### PROBLEM:
Lines from the line with "find horse's head" to the line with "find horse's hoof" in the entries below, and only those, must be output exactly, with both ends included.

::: EXERCISE DATA :::

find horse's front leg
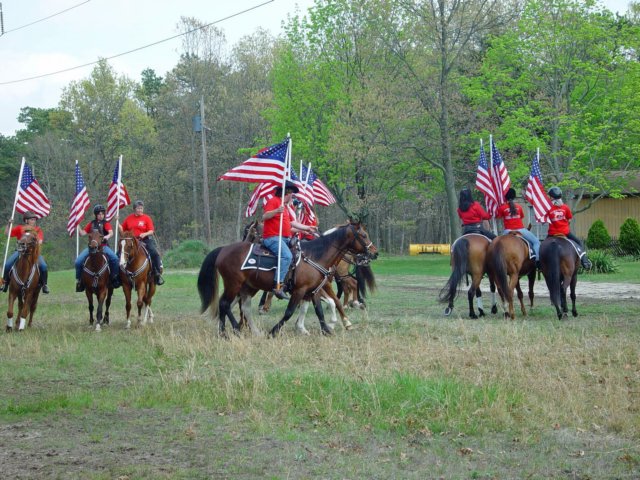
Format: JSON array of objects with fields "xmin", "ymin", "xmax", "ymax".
[
  {"xmin": 294, "ymin": 301, "xmax": 311, "ymax": 336},
  {"xmin": 85, "ymin": 289, "xmax": 95, "ymax": 325},
  {"xmin": 18, "ymin": 293, "xmax": 31, "ymax": 331},
  {"xmin": 269, "ymin": 291, "xmax": 304, "ymax": 337},
  {"xmin": 569, "ymin": 272, "xmax": 578, "ymax": 318},
  {"xmin": 95, "ymin": 289, "xmax": 108, "ymax": 332},
  {"xmin": 6, "ymin": 293, "xmax": 16, "ymax": 332},
  {"xmin": 104, "ymin": 288, "xmax": 113, "ymax": 325},
  {"xmin": 312, "ymin": 296, "xmax": 333, "ymax": 336},
  {"xmin": 136, "ymin": 284, "xmax": 146, "ymax": 325},
  {"xmin": 123, "ymin": 285, "xmax": 133, "ymax": 329}
]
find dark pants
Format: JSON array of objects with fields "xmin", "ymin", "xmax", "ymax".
[
  {"xmin": 462, "ymin": 225, "xmax": 496, "ymax": 240},
  {"xmin": 142, "ymin": 237, "xmax": 163, "ymax": 273}
]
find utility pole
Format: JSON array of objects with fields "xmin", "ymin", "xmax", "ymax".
[{"xmin": 200, "ymin": 96, "xmax": 212, "ymax": 246}]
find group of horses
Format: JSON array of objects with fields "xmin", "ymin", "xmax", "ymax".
[
  {"xmin": 4, "ymin": 228, "xmax": 158, "ymax": 332},
  {"xmin": 439, "ymin": 231, "xmax": 582, "ymax": 320}
]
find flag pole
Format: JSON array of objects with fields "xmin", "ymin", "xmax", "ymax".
[
  {"xmin": 488, "ymin": 136, "xmax": 498, "ymax": 234},
  {"xmin": 2, "ymin": 158, "xmax": 26, "ymax": 282},
  {"xmin": 114, "ymin": 155, "xmax": 122, "ymax": 247},
  {"xmin": 275, "ymin": 136, "xmax": 290, "ymax": 287}
]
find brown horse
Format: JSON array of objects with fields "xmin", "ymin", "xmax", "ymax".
[
  {"xmin": 539, "ymin": 235, "xmax": 579, "ymax": 320},
  {"xmin": 486, "ymin": 233, "xmax": 536, "ymax": 320},
  {"xmin": 5, "ymin": 229, "xmax": 41, "ymax": 332},
  {"xmin": 438, "ymin": 233, "xmax": 497, "ymax": 318},
  {"xmin": 335, "ymin": 253, "xmax": 376, "ymax": 310},
  {"xmin": 81, "ymin": 230, "xmax": 114, "ymax": 331},
  {"xmin": 197, "ymin": 221, "xmax": 378, "ymax": 337},
  {"xmin": 119, "ymin": 230, "xmax": 156, "ymax": 329}
]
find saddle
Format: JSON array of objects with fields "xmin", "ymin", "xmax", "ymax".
[
  {"xmin": 506, "ymin": 232, "xmax": 536, "ymax": 260},
  {"xmin": 548, "ymin": 234, "xmax": 583, "ymax": 257},
  {"xmin": 451, "ymin": 232, "xmax": 492, "ymax": 250},
  {"xmin": 240, "ymin": 241, "xmax": 302, "ymax": 275}
]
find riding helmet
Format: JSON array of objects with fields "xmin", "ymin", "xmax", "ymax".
[
  {"xmin": 93, "ymin": 204, "xmax": 106, "ymax": 215},
  {"xmin": 547, "ymin": 186, "xmax": 562, "ymax": 199},
  {"xmin": 22, "ymin": 211, "xmax": 37, "ymax": 222}
]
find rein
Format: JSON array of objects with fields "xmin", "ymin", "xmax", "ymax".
[{"xmin": 10, "ymin": 263, "xmax": 38, "ymax": 294}]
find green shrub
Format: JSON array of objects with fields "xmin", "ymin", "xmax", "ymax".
[
  {"xmin": 619, "ymin": 218, "xmax": 640, "ymax": 255},
  {"xmin": 583, "ymin": 249, "xmax": 618, "ymax": 274},
  {"xmin": 163, "ymin": 240, "xmax": 209, "ymax": 268},
  {"xmin": 586, "ymin": 219, "xmax": 611, "ymax": 250}
]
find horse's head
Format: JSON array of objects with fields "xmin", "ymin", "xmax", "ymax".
[
  {"xmin": 119, "ymin": 231, "xmax": 139, "ymax": 268},
  {"xmin": 17, "ymin": 229, "xmax": 39, "ymax": 257},
  {"xmin": 347, "ymin": 222, "xmax": 378, "ymax": 260},
  {"xmin": 87, "ymin": 229, "xmax": 104, "ymax": 254}
]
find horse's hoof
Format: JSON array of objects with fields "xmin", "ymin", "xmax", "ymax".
[
  {"xmin": 297, "ymin": 328, "xmax": 311, "ymax": 336},
  {"xmin": 503, "ymin": 313, "xmax": 510, "ymax": 320},
  {"xmin": 5, "ymin": 326, "xmax": 12, "ymax": 333},
  {"xmin": 491, "ymin": 305, "xmax": 498, "ymax": 314},
  {"xmin": 469, "ymin": 313, "xmax": 478, "ymax": 319},
  {"xmin": 478, "ymin": 308, "xmax": 485, "ymax": 317},
  {"xmin": 561, "ymin": 313, "xmax": 568, "ymax": 320},
  {"xmin": 444, "ymin": 307, "xmax": 452, "ymax": 316},
  {"xmin": 572, "ymin": 311, "xmax": 578, "ymax": 317},
  {"xmin": 321, "ymin": 328, "xmax": 334, "ymax": 337}
]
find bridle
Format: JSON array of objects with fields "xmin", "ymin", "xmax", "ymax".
[{"xmin": 120, "ymin": 236, "xmax": 150, "ymax": 279}]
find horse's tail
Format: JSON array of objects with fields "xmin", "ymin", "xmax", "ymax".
[
  {"xmin": 356, "ymin": 264, "xmax": 377, "ymax": 299},
  {"xmin": 197, "ymin": 247, "xmax": 222, "ymax": 317},
  {"xmin": 438, "ymin": 238, "xmax": 469, "ymax": 304},
  {"xmin": 491, "ymin": 241, "xmax": 510, "ymax": 303},
  {"xmin": 542, "ymin": 240, "xmax": 562, "ymax": 306}
]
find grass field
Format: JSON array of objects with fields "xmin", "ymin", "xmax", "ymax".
[{"xmin": 1, "ymin": 255, "xmax": 639, "ymax": 479}]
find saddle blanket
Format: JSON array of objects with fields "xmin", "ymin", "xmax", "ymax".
[{"xmin": 240, "ymin": 244, "xmax": 302, "ymax": 272}]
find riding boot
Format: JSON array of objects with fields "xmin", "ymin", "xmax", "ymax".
[
  {"xmin": 272, "ymin": 281, "xmax": 289, "ymax": 300},
  {"xmin": 155, "ymin": 270, "xmax": 165, "ymax": 285},
  {"xmin": 40, "ymin": 271, "xmax": 50, "ymax": 294},
  {"xmin": 1, "ymin": 274, "xmax": 8, "ymax": 292},
  {"xmin": 111, "ymin": 275, "xmax": 121, "ymax": 289},
  {"xmin": 580, "ymin": 254, "xmax": 593, "ymax": 270},
  {"xmin": 75, "ymin": 280, "xmax": 85, "ymax": 292}
]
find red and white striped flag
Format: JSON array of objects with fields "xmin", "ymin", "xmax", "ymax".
[
  {"xmin": 490, "ymin": 138, "xmax": 511, "ymax": 206},
  {"xmin": 16, "ymin": 163, "xmax": 51, "ymax": 218},
  {"xmin": 475, "ymin": 142, "xmax": 498, "ymax": 216},
  {"xmin": 525, "ymin": 151, "xmax": 552, "ymax": 222},
  {"xmin": 66, "ymin": 161, "xmax": 91, "ymax": 235},
  {"xmin": 106, "ymin": 160, "xmax": 130, "ymax": 221},
  {"xmin": 218, "ymin": 138, "xmax": 289, "ymax": 184},
  {"xmin": 245, "ymin": 182, "xmax": 276, "ymax": 218}
]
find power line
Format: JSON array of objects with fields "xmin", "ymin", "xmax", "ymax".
[
  {"xmin": 0, "ymin": 0, "xmax": 274, "ymax": 86},
  {"xmin": 0, "ymin": 0, "xmax": 92, "ymax": 36}
]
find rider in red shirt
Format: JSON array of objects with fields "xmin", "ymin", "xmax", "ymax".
[
  {"xmin": 496, "ymin": 188, "xmax": 540, "ymax": 265},
  {"xmin": 546, "ymin": 187, "xmax": 592, "ymax": 269},
  {"xmin": 2, "ymin": 211, "xmax": 50, "ymax": 294},
  {"xmin": 119, "ymin": 200, "xmax": 165, "ymax": 285},
  {"xmin": 263, "ymin": 181, "xmax": 317, "ymax": 299},
  {"xmin": 457, "ymin": 188, "xmax": 496, "ymax": 239}
]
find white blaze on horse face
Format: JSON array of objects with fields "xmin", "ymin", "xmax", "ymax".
[{"xmin": 119, "ymin": 240, "xmax": 127, "ymax": 268}]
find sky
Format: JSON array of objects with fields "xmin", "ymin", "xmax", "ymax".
[{"xmin": 0, "ymin": 0, "xmax": 633, "ymax": 137}]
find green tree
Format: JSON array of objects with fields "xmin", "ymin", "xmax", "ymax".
[{"xmin": 619, "ymin": 217, "xmax": 640, "ymax": 255}]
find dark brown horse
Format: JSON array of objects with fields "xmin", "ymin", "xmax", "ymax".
[
  {"xmin": 81, "ymin": 230, "xmax": 114, "ymax": 331},
  {"xmin": 439, "ymin": 233, "xmax": 497, "ymax": 318},
  {"xmin": 5, "ymin": 229, "xmax": 41, "ymax": 332},
  {"xmin": 197, "ymin": 221, "xmax": 378, "ymax": 337},
  {"xmin": 119, "ymin": 230, "xmax": 156, "ymax": 328},
  {"xmin": 487, "ymin": 233, "xmax": 536, "ymax": 320},
  {"xmin": 539, "ymin": 235, "xmax": 579, "ymax": 320}
]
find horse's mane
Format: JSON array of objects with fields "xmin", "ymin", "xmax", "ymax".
[{"xmin": 303, "ymin": 223, "xmax": 352, "ymax": 260}]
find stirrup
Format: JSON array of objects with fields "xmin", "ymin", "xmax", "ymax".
[
  {"xmin": 272, "ymin": 284, "xmax": 289, "ymax": 300},
  {"xmin": 1, "ymin": 281, "xmax": 8, "ymax": 293},
  {"xmin": 155, "ymin": 274, "xmax": 165, "ymax": 286},
  {"xmin": 76, "ymin": 281, "xmax": 85, "ymax": 292}
]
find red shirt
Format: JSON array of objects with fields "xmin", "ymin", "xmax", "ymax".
[
  {"xmin": 547, "ymin": 203, "xmax": 572, "ymax": 236},
  {"xmin": 10, "ymin": 225, "xmax": 44, "ymax": 242},
  {"xmin": 263, "ymin": 197, "xmax": 292, "ymax": 238},
  {"xmin": 496, "ymin": 202, "xmax": 525, "ymax": 230},
  {"xmin": 299, "ymin": 215, "xmax": 318, "ymax": 241},
  {"xmin": 121, "ymin": 213, "xmax": 155, "ymax": 239},
  {"xmin": 458, "ymin": 202, "xmax": 491, "ymax": 225},
  {"xmin": 83, "ymin": 220, "xmax": 113, "ymax": 245}
]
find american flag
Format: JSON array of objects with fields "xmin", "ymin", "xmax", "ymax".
[
  {"xmin": 106, "ymin": 160, "xmax": 130, "ymax": 221},
  {"xmin": 66, "ymin": 161, "xmax": 91, "ymax": 235},
  {"xmin": 245, "ymin": 182, "xmax": 276, "ymax": 218},
  {"xmin": 475, "ymin": 143, "xmax": 498, "ymax": 216},
  {"xmin": 302, "ymin": 166, "xmax": 336, "ymax": 206},
  {"xmin": 525, "ymin": 151, "xmax": 552, "ymax": 222},
  {"xmin": 490, "ymin": 138, "xmax": 511, "ymax": 206},
  {"xmin": 16, "ymin": 163, "xmax": 51, "ymax": 218},
  {"xmin": 218, "ymin": 138, "xmax": 289, "ymax": 184}
]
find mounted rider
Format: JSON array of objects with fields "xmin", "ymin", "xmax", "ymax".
[
  {"xmin": 2, "ymin": 211, "xmax": 50, "ymax": 294},
  {"xmin": 262, "ymin": 180, "xmax": 317, "ymax": 300},
  {"xmin": 496, "ymin": 187, "xmax": 541, "ymax": 268},
  {"xmin": 457, "ymin": 188, "xmax": 496, "ymax": 240},
  {"xmin": 74, "ymin": 204, "xmax": 121, "ymax": 292},
  {"xmin": 546, "ymin": 186, "xmax": 592, "ymax": 270},
  {"xmin": 119, "ymin": 200, "xmax": 165, "ymax": 285}
]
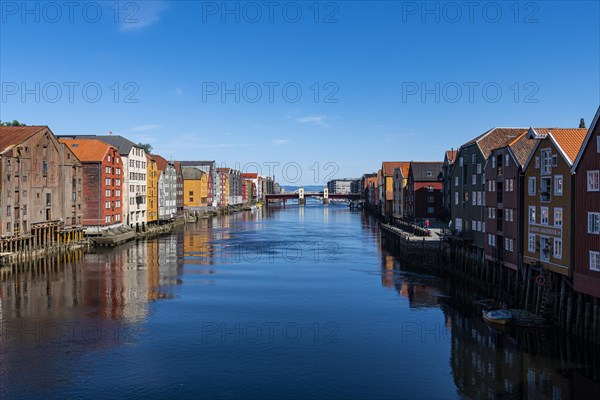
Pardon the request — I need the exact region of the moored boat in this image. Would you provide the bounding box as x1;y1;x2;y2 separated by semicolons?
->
482;309;512;325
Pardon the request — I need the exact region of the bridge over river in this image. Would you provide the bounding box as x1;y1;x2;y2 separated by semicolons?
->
264;188;360;206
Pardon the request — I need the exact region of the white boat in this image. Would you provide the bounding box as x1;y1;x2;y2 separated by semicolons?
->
482;309;512;325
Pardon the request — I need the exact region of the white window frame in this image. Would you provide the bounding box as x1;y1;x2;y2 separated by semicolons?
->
540;236;551;262
492;157;496;168
477;163;482;174
472;154;476;164
535;157;540;169
554;175;563;196
553;238;562;259
588;212;600;234
472;174;477;185
454;176;458;187
528;177;536;196
472;191;476;206
528;234;536;252
472;220;477;231
454;191;459;205
588;170;600;192
591;251;600;272
477;221;481;232
554;208;562;227
540;206;549;225
528;206;536;224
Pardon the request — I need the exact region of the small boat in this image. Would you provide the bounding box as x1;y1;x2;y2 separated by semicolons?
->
482;309;512;325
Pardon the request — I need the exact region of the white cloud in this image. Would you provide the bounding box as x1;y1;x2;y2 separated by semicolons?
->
272;139;290;145
119;1;168;31
131;124;161;132
295;115;331;127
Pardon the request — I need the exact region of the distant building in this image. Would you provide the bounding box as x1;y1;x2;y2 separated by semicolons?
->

:::

### WRITTEN ANSWER:
find horse's head
Format: JSON array of objects with fields "xmin", "ymin", "xmax", "ymax".
[
  {"xmin": 119, "ymin": 231, "xmax": 139, "ymax": 268},
  {"xmin": 17, "ymin": 229, "xmax": 39, "ymax": 257},
  {"xmin": 347, "ymin": 222, "xmax": 378, "ymax": 260},
  {"xmin": 87, "ymin": 229, "xmax": 104, "ymax": 254}
]
find horse's hoof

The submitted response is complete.